* _Tasks_:
**1)** According to the extract on stretching key dimensions, what factors form the initial basis for outlining an application's design?
**2)** Quote the extract on stretching key dimensions word for word, starting at "Stretching key dimensions" and ending at "paths in mind.".

------ Extract

Stretch key dimensions to see what breaks

An application’s design is outlined initially based on the specified business requirements, selected or existing technologies, performance envelope, expected data volumes and the financial resources available to build, deploy and operate it. The solution, whatever it is, will meet or exceed what is asked of it in the contemporary environment and is expected to run successfully (or it is not yet a solution).

Now take this solution and stretch the key dimensions to see what breaks.

This examination looks for limits in the design that will occur when, for example, the system becomes wildly popular and more customers use it, the products being processed increase their transaction counts per day, or six months of data must now be retained rather than the initially specified week. Dimensions are stretched individually and then in combination to tease out the unseen limits that might lie hidden in the initial design.

Stretching key dimensions allows an architect to validate a solution by:

  • Understanding whether the planned infrastructure accommodates these increases, and where the limits are. If the infrastructure will break it identifies where it will break which can be highlighted to the application’s owner, or the planned infrastructure can be purchased with specific upgrade paths in mind.
  • Confirming there are sufficient hours in the day to perform the processing at the expected throughput, with head room to accommodate ‘busy days’ or ‘catch up’ after an outage. A solution that cannot process a day’s processing in a day and relies on the weekend when things are quieter has no long-term future.
  • Validating the data access choices that were made are still valid as the system scales. What might work for when a week’s data is held, may be unusable with six month’s data loaded.
  • Confirming how the application’s increased workload will be scaled across additional hardware (if required), and the transition path as the load increases. Working through the transition before the application is deployed can influence the data stored and its structure.
  • Confirming the application can still be recovered if the data volumes are increased and/or the data is now split amongst an increased infrastructure.

Based on this examination, elements of the design may be recognised as problems requiring redesign. The redesign will be cheaper whilst the design is still virtual, technical choices are not locked-in and the business data has yet to be stored in the repositories.

------------
------ Data

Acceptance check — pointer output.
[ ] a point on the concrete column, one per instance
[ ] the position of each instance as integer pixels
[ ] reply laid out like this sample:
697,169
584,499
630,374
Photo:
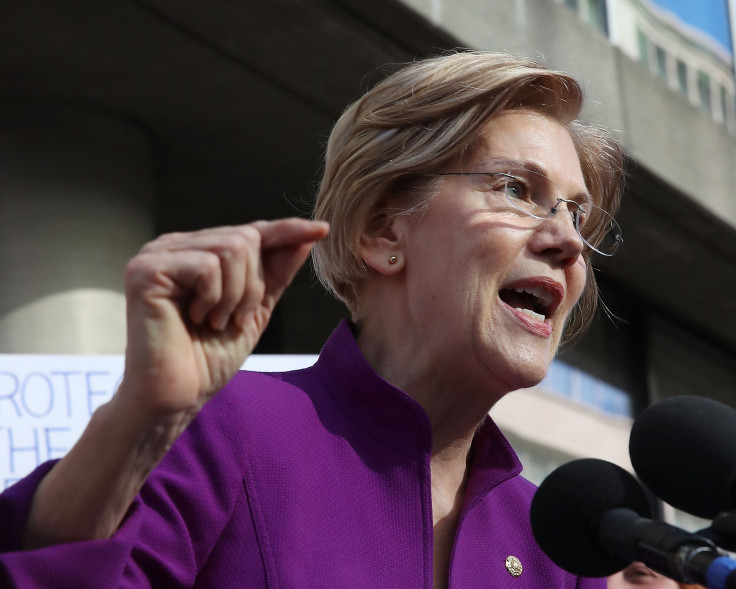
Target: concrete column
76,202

------------
------ Data

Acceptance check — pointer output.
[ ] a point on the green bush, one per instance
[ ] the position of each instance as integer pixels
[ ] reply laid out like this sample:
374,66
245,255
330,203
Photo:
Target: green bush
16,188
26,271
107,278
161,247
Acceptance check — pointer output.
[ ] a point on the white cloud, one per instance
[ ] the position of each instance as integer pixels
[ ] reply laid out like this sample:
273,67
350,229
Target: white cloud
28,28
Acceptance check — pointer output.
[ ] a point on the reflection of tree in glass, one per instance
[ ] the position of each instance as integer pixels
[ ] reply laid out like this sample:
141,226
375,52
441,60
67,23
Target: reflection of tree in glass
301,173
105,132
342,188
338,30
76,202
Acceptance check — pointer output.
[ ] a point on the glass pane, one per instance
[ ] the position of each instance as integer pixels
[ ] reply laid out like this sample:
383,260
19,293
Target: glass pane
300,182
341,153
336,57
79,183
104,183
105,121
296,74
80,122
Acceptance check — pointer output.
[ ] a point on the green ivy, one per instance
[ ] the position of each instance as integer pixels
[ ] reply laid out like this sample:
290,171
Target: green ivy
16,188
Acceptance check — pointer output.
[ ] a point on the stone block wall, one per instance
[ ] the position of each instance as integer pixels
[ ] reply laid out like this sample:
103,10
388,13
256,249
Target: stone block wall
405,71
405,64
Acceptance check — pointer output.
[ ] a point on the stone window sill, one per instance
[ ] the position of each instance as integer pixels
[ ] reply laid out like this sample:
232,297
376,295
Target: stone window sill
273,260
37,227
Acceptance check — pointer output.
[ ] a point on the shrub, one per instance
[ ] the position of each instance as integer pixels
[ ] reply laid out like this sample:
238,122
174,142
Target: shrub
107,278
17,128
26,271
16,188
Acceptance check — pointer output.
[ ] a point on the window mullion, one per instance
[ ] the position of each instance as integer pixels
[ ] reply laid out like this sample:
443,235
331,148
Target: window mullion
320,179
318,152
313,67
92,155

------------
------ Data

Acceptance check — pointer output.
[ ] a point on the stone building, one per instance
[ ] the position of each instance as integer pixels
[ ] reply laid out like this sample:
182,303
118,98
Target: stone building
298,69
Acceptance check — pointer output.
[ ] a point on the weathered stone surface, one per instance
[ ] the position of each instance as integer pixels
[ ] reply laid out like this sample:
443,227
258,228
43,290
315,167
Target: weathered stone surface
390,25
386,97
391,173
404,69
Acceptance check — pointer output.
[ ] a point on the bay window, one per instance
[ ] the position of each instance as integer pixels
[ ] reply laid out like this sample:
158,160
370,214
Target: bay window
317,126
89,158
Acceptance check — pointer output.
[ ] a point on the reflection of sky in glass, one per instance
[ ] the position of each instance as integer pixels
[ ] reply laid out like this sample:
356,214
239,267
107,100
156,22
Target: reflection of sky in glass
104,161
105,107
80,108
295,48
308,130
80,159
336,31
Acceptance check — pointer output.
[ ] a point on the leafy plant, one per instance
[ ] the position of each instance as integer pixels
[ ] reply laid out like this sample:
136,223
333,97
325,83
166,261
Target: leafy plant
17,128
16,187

------------

* _Answers to this exercise_:
**1)**
- The specified business requirements
- Selected or existing technologies
- The performance envelope
- Expected data volumes
- The financial resources available to build, deploy and operate the application

**2)**
Stretching key dimensions allows an architect to validate a solution by:

  • Understanding whether the planned infrastructure accommodates these increases, and where the limits are. If the infrastructure will break it identifies where it will break which can be highlighted to the application’s owner, or the planned infrastructure can be purchased with specific upgrade paths in mind.